Written instruction:
Answer these questions using the superconductivity text below:
1. In the idea behind BCS theory, what do electrons bind to form?
2. For U_0<0 and sufficiently large, what kind of spatial wavefunction and spin state is a bound state expected to have?
3. What kind of interaction between the two species is taken in the section on the BCS wavefunction?

Extract provided:
Superconductivity

Bardeen, Cooper and Schrieffer’s (BCS) theory of superconductivity
Idea: electrons bind to form Cooper pairs that behave like bosons
The phenomena of superconductivity and superfluidity are closely linked: superconductor is ‘like’ BEC of Cooper pairs

Same Hamiltonian as before

H = \int d\mathbf{r}\left[ \sum_{s=\uparrow,\downarrow}\frac{1}{2m}\nabla\psi^\dagger_s\cdot\nabla\psi^{\vphantom{\dagger}}_s + U_0 \psi^\dagger_\uparrow\psi^\dagger_\downarrow\psi^{\vphantom{\dagger}}_\downarrow\psi^{\vphantom{\dagger}}_\uparrow\right]

For a pair of particles of opposite spin, this is equivalent to

H = -\frac{1}{2m}\left[\nabla_1^2+\nabla_2^2\right] + U_0\delta(\mathbf{r}_1-\mathbf{r}_2)

For U_0<0 and sufficiently large, expect a bound state to form with a symmetric spatial wavefunction and a spin singlet

Check

Discussion: Cooper’s problem

The BCS Wavefunction

In momentum space our Hamiltonian is

H =\sum_{\mathbf{k},s} \epsilon(\mathbf{k})a^\dagger_{\mathbf{k},s}a^{\vphantom{\dagger}}_{\mathbf{k},s} + \overbrace{\frac{U_0}{V}\sum_{\mathbf{k}_1+\mathbf{k}_2=\mathbf{k}_3+\mathbf{k}_4} a^\dagger_{\mathbf{k}_1,\uparrow}a^\dagger_{\mathbf{k}_2,\downarrow}a^{\vphantom{\dagger}}_{\mathbf{k}_3,\downarrow}a^{\vphantom{\dagger}}_{\mathbf{k}_4,\uparrow}}^{\equiv H_\text{int}}

Take interaction between the two species to be attractive U_0<0
Ground state of non-interacting problem is

\lvert{\text{FS}}\rangle=\prod_{|\mathbf{p}|<k_\text{F}} a^\dagger_{\mathbf{p}\uparrow}a^\dagger_{-\mathbf{p}\downarrow}\lvert{\text{VAC}}\rangle.

Location labeling records:
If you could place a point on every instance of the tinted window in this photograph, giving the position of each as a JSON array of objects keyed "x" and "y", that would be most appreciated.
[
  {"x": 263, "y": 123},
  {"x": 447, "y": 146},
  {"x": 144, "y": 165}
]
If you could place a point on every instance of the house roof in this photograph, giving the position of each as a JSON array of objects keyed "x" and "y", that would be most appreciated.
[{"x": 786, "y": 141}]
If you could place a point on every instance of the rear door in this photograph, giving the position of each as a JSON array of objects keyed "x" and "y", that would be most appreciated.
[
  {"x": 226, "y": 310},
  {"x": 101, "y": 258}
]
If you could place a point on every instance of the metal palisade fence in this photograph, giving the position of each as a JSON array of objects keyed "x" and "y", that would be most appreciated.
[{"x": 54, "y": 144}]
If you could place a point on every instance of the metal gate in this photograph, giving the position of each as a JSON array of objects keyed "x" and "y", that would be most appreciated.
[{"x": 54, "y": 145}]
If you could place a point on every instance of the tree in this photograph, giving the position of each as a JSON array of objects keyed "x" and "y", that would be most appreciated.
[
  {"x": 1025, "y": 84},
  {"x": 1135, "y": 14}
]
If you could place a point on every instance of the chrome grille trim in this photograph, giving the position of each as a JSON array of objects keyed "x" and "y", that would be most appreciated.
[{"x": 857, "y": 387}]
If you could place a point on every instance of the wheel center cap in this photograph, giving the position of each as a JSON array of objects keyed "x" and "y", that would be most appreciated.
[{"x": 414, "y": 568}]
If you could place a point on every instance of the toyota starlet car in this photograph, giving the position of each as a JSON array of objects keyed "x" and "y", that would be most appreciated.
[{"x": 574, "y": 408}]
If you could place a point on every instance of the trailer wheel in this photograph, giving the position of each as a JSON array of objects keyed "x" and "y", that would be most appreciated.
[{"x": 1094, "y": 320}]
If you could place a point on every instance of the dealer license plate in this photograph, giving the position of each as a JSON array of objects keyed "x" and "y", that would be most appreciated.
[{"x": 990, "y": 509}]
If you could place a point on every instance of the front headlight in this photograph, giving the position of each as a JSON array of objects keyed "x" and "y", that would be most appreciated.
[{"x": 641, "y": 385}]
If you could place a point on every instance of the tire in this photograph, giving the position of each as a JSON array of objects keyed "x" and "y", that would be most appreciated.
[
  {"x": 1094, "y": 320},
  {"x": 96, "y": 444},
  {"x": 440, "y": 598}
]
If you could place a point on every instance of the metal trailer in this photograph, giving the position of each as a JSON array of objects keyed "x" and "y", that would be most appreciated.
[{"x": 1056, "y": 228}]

Result of this exercise:
1. Cooper pairs that behave like bosons.
2. A symmetric spatial wavefunction and a spin singlet.
3. An attractive interaction, with U_0<0.